*** Block opens ***

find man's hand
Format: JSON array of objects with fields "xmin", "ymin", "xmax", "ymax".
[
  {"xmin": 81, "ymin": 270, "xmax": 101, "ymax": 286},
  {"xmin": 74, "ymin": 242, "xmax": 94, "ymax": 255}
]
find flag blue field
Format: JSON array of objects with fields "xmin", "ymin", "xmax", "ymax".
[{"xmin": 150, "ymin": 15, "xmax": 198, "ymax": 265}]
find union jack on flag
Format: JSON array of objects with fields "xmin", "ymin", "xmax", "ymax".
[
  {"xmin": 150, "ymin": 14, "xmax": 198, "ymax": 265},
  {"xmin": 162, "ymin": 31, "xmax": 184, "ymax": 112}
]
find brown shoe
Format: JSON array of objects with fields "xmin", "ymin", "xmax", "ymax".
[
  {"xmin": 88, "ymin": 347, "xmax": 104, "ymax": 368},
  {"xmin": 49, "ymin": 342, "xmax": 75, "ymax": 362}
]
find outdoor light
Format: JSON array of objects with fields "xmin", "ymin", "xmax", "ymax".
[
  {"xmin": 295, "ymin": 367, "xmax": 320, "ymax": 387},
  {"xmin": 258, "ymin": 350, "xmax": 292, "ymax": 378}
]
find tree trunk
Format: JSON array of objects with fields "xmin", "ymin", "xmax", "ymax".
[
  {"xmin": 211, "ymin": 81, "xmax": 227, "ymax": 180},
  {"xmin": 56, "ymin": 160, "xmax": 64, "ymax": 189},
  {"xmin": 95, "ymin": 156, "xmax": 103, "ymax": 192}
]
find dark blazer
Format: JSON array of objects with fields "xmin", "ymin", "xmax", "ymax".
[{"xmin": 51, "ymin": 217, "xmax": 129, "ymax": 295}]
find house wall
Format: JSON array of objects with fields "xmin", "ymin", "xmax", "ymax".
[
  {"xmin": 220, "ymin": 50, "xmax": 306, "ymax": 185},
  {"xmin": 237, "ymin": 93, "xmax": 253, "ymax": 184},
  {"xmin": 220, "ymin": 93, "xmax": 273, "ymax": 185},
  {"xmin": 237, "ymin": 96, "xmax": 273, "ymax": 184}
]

*** Block closes ***

* ACTION ITEM *
In the listing above, find the line that contains "find union jack on flag". Write it out exactly, along with each line after it up to and including the last.

* EXPECTED ANSWER *
find union jack on flag
Format: JSON array of objects with fields "xmin", "ymin", "xmax", "ymax".
[
  {"xmin": 150, "ymin": 14, "xmax": 198, "ymax": 265},
  {"xmin": 162, "ymin": 31, "xmax": 184, "ymax": 112}
]
find brown shoe
Format: JSON array of objects with fields "xmin", "ymin", "xmax", "ymax".
[
  {"xmin": 88, "ymin": 347, "xmax": 104, "ymax": 368},
  {"xmin": 49, "ymin": 342, "xmax": 75, "ymax": 362}
]
find outdoor light
Format: JSON array of objects with fields "xmin", "ymin", "xmax", "ymax".
[
  {"xmin": 295, "ymin": 367, "xmax": 320, "ymax": 387},
  {"xmin": 258, "ymin": 350, "xmax": 292, "ymax": 378}
]
find tree trunk
Format: JSON array of objects with fields "xmin", "ymin", "xmax", "ymax".
[
  {"xmin": 211, "ymin": 81, "xmax": 227, "ymax": 180},
  {"xmin": 56, "ymin": 160, "xmax": 64, "ymax": 189},
  {"xmin": 95, "ymin": 156, "xmax": 103, "ymax": 192}
]
find dark blazer
Format: JSON array of objects with fields "xmin", "ymin", "xmax", "ymax".
[{"xmin": 51, "ymin": 217, "xmax": 129, "ymax": 295}]
find house wall
Format: JSON array of objects with fields "xmin", "ymin", "xmax", "ymax".
[
  {"xmin": 220, "ymin": 50, "xmax": 306, "ymax": 185},
  {"xmin": 237, "ymin": 93, "xmax": 253, "ymax": 184},
  {"xmin": 220, "ymin": 93, "xmax": 273, "ymax": 185},
  {"xmin": 237, "ymin": 96, "xmax": 273, "ymax": 184}
]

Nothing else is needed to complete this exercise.